This has led to widespread concern about its potential negative impact, both on individuals and the wider society. Yet, there is still considerable uncertainty about how social media use relates to wellbeing.
A team of scientists including psychologists, neuroscientists, and modelers analyzed two UK datasets comprising some 84,000 individuals between the ages of 10 and 80 years old.
These included data that tracks individuals over a while on 17,400 young people aged 10-21 years old. Researchers are from the University of Cambridge, University of Oxford, and the Donders Institute for Brain, Cognition and Behaviour.
The team looked for a connection between estimated social media use and reported life satisfaction and found key periods of adolescence where social media use was associated with a decrease in life satisfaction 12 months later.
In girls, social media use between the ages of 11 and 13 years was associated with a decrease in life satisfaction one year later, whereas in boys this occurred between the ages of 14 and 15 years.
The differences suggest that sensitivity to social media use might be linked to developmental changes, possible changes in the structure of the brain, or to puberty, which occurs later in boys than in girls. This requires further research.
In both females and males, social media use at the age of 19 years was again associated with a decrease in life satisfaction a year later. At other times, the link between social media use and life satisfaction one year later was not statistically significant.

## Questions to answer
1. In the passage on social media and life satisfaction, rewrite the paragraph beginning "In girls, social media use" as a two-item list, keeping its main facts.
2. Pick up the passage on social media and life satisfaction after its last sentence and continue it.
The lines after this point are separate material, unrelated to the passage on social media and life satisfaction.

## Material provided
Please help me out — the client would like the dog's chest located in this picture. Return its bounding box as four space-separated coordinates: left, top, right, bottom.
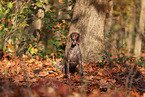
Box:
68 45 78 61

## Expected results
1.
- Girls: social media use at ages 11 to 13 was linked to lower life satisfaction one year later.
- Boys: the same link appeared at ages 14 to 15.

2.
Professor Sarah-Jayne Blakemore, Professor of Psychology and Cognitive Neuroscience at Cambridge and a co-author of the study, said: “It’s not possible to pinpoint the precise processes that underlie this vulnerability. Adolescence is a time of cognitive, biological, and social change, all of which are intertwined, making it difficult to disentangle one factor from another“.
Further complicating the relationship is the fact previously reported and confirmed that not only can social media use negatively impact wellbeing, but that the reverse is also true and lower life satisfaction can drive increased social media use.
While their findings show at a population level that there is a link between social media use and poorer wellbeing, it is not yet possible to predict which individuals are most at risk.
Therefore, researchers call on social media companies and other online platforms to do more to share their data with independent scientists, and, if they are unwilling, for governments to show they are serious about tackling online harm by introducing legislation to compel these companies to be more open.